Task requirements>
1 > In the text on ancient Tibetan DNA, from what archaic humans is the EPAS1 allele thought to have originated?
2 > Copy the passage from the text on ancient Tibetan DNA word for word, starting at "Researchers have characterized" and ending at "of present-day Tibetans.".

Researchers have characterized the DNA of 89 ancient individuals from the Tibetan Plateau, some of whom lived as early as about 5,100 years ago, revealing population differences across time and space that helped to shape the unique gene pool of present-day Tibetans.
The ancestry of the Tibetan Plateau is of interest to many researchers, including those seeking to understand the origins of many Tibetans’ genetic adaptations to the plateau’s harsh environments and high altitudes. One example is the EPAS1 allele carried by many Tibetans, which is likely an adaptation to lower oxygen levels found at high elevation and is thought to have originated from archaic humans known as Denisovans.
This study shows that frequencies of the EPAS1 allele increased over about the last 2,800 years on the Tibetan Plateau, with an especially sharp increase over about the past 700 years.
Recent studies have explored the shared ancestry between present-day Tibetans and ancient Tibetans who lived along the Himalayan arc near Nepal as early as 3,400 years ago, but these analyses were limited in geographic and temporal scope.
Now, Hongru Wang and colleagues have analyzed DNA from the remains of 89 ancient Tibetan individuals dating from about 5,100 to 100 years ago at 29 sites across the Tibetan Plateau. They identified stark genetic differences between populations occupying the northeastern, southeastern, and southern regions of the plateau as recently as about 2,500 years ago.
Subsequent genetic shifts suggest that human migrations and interactions within and between highland and lowland populations may have influenced genetic mixing over time.

Records supplied>
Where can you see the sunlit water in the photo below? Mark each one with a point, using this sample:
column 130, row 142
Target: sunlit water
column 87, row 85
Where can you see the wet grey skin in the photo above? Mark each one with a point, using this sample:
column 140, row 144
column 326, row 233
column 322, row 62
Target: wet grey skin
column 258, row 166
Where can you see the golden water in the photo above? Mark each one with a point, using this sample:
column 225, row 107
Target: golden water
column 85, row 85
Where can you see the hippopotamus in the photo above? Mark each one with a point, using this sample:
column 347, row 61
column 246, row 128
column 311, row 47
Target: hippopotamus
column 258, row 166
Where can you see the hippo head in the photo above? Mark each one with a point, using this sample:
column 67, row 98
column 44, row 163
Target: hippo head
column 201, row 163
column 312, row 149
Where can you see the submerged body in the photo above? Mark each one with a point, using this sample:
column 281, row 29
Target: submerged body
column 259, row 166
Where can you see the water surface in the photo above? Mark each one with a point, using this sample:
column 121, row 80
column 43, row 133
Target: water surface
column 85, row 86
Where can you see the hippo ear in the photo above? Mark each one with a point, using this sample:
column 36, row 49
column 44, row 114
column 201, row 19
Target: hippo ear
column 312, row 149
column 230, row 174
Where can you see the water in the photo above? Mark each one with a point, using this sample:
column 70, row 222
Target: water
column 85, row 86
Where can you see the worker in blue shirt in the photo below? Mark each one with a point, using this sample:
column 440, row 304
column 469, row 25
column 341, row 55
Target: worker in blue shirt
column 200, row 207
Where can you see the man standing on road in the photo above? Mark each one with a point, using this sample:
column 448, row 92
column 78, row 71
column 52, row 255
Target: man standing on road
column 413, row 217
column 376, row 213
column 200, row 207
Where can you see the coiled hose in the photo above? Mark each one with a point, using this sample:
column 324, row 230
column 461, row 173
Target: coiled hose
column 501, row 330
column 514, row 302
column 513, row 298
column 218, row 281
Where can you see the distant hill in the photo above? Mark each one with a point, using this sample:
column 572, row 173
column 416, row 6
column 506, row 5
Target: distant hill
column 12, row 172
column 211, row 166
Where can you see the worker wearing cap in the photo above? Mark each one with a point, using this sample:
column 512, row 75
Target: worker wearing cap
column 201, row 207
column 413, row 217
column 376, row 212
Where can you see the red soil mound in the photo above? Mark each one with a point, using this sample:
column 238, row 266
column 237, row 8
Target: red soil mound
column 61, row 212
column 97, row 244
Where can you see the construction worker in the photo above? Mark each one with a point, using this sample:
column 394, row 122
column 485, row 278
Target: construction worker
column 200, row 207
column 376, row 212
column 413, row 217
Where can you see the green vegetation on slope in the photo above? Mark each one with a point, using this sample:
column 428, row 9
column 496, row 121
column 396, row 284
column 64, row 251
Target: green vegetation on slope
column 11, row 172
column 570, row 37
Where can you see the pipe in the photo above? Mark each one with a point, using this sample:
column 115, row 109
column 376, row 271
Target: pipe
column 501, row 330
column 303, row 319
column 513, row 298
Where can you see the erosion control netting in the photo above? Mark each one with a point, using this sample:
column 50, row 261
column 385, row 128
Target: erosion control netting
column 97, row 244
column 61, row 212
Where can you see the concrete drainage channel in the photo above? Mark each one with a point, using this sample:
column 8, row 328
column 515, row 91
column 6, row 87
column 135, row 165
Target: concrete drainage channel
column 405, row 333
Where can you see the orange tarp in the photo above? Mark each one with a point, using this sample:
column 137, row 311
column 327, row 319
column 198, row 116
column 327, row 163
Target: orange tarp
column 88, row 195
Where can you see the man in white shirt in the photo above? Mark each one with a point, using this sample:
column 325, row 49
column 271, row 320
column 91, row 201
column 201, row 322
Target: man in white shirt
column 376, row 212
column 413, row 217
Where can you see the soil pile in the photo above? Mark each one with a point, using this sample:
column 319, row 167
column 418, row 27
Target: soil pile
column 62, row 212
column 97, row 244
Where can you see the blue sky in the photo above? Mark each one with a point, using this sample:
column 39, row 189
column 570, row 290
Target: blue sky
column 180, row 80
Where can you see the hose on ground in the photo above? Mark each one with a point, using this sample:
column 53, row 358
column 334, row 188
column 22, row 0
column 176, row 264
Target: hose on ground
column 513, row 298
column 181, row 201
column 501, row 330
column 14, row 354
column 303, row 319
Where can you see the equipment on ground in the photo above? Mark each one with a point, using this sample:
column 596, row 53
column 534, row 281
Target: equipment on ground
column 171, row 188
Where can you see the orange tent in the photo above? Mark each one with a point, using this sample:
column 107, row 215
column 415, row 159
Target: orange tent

Task-by-task answers>
1 > Denisovans

2 >
Researchers have characterized the DNA of 89 ancient individuals from the Tibetan Plateau, some of whom lived as early as about 5,100 years ago, revealing population differences across time and space that helped to shape the unique gene pool of present-day Tibetans.